• [Exercise goal]:
From the opening line of the records through the line bearing "pixel 805 195", set down every line exactly.
□ □ □
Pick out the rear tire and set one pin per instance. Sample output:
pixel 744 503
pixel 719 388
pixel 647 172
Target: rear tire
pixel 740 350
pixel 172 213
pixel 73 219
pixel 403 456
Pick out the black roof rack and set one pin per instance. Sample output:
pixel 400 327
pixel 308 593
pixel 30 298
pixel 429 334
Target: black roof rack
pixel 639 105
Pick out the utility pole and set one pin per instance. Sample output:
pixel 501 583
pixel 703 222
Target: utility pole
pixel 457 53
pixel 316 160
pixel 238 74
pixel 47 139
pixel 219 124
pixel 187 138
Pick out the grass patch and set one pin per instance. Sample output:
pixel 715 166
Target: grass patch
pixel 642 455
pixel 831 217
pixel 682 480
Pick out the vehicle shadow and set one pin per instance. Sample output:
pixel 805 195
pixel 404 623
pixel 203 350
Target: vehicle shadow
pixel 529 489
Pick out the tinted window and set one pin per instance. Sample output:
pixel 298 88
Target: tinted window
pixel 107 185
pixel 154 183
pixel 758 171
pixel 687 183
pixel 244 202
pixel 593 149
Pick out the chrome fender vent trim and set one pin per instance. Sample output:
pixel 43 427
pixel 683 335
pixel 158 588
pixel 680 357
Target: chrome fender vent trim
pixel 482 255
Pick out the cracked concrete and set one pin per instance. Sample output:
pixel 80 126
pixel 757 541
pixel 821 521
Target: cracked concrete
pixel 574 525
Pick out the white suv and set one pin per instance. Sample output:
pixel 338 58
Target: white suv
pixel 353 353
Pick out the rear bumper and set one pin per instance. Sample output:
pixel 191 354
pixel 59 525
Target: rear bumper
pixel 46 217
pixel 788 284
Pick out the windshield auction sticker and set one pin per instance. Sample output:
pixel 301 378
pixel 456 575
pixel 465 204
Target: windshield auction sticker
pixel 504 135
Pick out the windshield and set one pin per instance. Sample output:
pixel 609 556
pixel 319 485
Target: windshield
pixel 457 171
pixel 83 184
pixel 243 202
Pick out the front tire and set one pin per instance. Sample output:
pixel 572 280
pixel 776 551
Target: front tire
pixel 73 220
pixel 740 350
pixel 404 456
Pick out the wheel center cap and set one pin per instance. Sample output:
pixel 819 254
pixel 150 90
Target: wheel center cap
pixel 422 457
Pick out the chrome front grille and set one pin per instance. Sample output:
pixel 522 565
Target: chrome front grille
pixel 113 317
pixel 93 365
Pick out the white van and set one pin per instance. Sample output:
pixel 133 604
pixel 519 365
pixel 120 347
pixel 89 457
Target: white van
□ □ □
• [Response box]:
Pick out the rear tire and set one pin per instance. Sample output:
pixel 744 503
pixel 719 388
pixel 647 172
Target: rear tire
pixel 740 350
pixel 172 213
pixel 73 219
pixel 403 456
Pick out the black roof rack and set one pin per instance. Sample output:
pixel 400 327
pixel 308 593
pixel 30 298
pixel 429 334
Target: black roof rack
pixel 639 105
Pick out the utility pole and set one pin per instance. Sample output:
pixel 501 583
pixel 703 222
Target: utility pole
pixel 457 53
pixel 316 160
pixel 238 74
pixel 47 139
pixel 219 124
pixel 187 138
Pick out the grass patch and set one pin per instance. Sample output:
pixel 715 166
Target: grass patch
pixel 642 455
pixel 831 217
pixel 682 480
Pick out the vehicle shadow and set one pin per instance. Sample output:
pixel 805 195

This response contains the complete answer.